DATASET RECORDS >>
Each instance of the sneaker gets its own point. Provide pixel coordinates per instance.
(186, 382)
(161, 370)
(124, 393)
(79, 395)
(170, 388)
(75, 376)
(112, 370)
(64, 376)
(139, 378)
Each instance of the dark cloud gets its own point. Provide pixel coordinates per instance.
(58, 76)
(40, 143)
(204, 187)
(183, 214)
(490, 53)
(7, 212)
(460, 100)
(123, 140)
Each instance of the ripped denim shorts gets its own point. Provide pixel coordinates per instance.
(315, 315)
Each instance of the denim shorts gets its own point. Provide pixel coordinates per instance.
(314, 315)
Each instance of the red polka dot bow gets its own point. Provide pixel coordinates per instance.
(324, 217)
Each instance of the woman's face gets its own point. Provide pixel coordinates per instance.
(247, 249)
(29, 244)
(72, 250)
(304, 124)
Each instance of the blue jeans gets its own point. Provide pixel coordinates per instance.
--
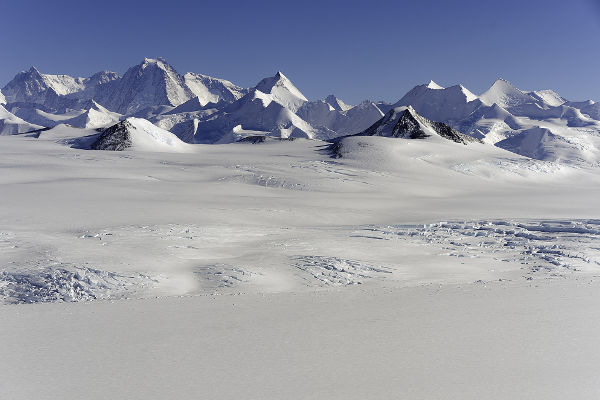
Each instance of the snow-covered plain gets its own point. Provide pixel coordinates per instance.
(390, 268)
* * *
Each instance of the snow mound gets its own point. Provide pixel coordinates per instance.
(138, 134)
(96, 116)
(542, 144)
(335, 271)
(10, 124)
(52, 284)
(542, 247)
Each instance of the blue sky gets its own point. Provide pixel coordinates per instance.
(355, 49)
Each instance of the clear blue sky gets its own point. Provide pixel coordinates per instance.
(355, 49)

EXERCISE >> When you reach the line holding "Each instance of the sneaker" in the records above, begin reproducing exactly, stop after the line holding "Each instance of the blue jeans", and output nothing else.

RESPONSE BELOW >>
Each instance of the sneaker gets its own point. Provide pixel coordinates per instance.
(186, 382)
(161, 370)
(124, 393)
(79, 395)
(170, 388)
(75, 376)
(112, 370)
(64, 376)
(139, 378)
Each instance of the dark cloud gets its own point. Provide pixel coordinates per instance.
(58, 76)
(40, 143)
(204, 187)
(183, 214)
(490, 53)
(7, 212)
(460, 100)
(123, 140)
Each instance of the ripped denim shorts gets its own point. Provide pixel coordinates per instance.
(315, 315)
Each instance of the denim shorts gets its own point. Provide pixel coordinates per instance.
(314, 315)
Each instance of the red polka dot bow gets its own point. Provide pixel coordinates per instance.
(324, 217)
Each instance of the woman's face gets its own point. Provide pixel coordinates per instance.
(247, 249)
(29, 244)
(72, 250)
(304, 124)
Each instance of the blue jeans gets its own point. Provide pixel coordinates per instance.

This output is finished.